▶ Instructions to follow
Retype every entry below exactly as it stands.

▶ Dataset records
┏━━
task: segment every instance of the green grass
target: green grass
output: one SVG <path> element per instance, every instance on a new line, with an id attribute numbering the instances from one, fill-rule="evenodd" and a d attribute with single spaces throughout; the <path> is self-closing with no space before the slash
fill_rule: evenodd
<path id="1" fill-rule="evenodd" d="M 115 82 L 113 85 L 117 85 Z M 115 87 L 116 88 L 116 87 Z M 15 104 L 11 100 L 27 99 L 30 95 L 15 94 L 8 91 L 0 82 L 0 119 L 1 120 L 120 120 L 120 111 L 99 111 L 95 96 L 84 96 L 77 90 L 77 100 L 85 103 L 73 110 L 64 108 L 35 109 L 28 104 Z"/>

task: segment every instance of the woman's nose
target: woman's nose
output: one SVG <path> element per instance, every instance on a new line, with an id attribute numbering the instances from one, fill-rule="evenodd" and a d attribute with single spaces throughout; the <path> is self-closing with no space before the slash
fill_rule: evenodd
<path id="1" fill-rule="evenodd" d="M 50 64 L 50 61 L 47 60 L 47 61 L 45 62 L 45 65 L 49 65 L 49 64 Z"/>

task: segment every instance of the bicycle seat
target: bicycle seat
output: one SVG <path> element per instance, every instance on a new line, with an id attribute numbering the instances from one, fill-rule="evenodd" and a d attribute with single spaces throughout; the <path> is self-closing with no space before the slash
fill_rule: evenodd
┗━━
▶ Task result
task: segment every instance of the green grass
target: green grass
output: one SVG <path> element per instance, every instance on a new line, with an id attribute numbering the instances from one, fill-rule="evenodd" and a d attribute with single spaces throughout; the <path> is self-closing with no space before the slash
fill_rule: evenodd
<path id="1" fill-rule="evenodd" d="M 115 82 L 113 85 L 117 85 Z M 115 87 L 116 88 L 116 87 Z M 15 104 L 11 100 L 27 99 L 30 95 L 15 94 L 8 91 L 0 82 L 0 119 L 1 120 L 120 120 L 120 111 L 99 111 L 95 96 L 84 96 L 77 90 L 77 100 L 85 103 L 73 110 L 64 108 L 35 109 L 28 104 Z"/>

task: segment every instance of the woman's nose
target: woman's nose
output: one SVG <path> element per instance, every instance on a new line, with an id attribute numbering the instances from one, fill-rule="evenodd" and a d attribute with single spaces throughout; the <path> is self-closing with no space before the slash
fill_rule: evenodd
<path id="1" fill-rule="evenodd" d="M 50 64 L 50 61 L 47 60 L 47 61 L 45 62 L 45 65 L 49 65 L 49 64 Z"/>

task: segment every instance of the bicycle seat
target: bicycle seat
output: one SVG <path> element per instance, every instance on a new line, with an id attribute numbering the instances from one, fill-rule="evenodd" and a d attribute with single spaces throughout; the <path> is self-closing with no space before the slash
fill_rule: evenodd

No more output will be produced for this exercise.